Set problem:
List every line of the records below that contains the word "black", treating uppercase and lowercase as different.
━━━ Given records ━━━
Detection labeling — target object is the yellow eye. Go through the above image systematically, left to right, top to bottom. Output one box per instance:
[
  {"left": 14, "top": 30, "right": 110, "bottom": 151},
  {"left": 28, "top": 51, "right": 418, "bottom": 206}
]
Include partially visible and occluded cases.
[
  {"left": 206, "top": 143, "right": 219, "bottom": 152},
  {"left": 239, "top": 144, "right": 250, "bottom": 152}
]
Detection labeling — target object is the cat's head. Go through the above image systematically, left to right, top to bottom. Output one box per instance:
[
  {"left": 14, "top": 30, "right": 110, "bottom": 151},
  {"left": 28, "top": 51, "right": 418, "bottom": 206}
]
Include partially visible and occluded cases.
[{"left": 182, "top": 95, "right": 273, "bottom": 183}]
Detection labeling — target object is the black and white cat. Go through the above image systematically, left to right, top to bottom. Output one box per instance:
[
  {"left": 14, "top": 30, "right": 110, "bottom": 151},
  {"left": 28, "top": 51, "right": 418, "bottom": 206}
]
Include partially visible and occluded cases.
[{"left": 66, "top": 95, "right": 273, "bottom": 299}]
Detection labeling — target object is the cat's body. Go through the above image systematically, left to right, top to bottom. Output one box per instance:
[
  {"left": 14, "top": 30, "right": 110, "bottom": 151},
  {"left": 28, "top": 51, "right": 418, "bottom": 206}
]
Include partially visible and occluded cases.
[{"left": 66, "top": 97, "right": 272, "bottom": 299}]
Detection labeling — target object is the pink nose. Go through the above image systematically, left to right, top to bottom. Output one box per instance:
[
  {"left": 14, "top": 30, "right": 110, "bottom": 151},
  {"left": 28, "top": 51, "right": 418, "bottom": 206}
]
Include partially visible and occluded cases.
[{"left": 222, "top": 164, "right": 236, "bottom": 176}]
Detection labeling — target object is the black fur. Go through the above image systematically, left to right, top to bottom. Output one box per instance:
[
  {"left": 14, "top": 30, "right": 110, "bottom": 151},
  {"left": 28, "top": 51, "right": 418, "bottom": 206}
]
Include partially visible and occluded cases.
━━━
Response to this task:
Detection labeling — target object is the black and white cat. Go through the above image systematically, left to right, top to bottom. Output one box per instance:
Detection labeling — target object is the black fur. Go through the above image systematically, left to right, top to bottom. Output one box per instance:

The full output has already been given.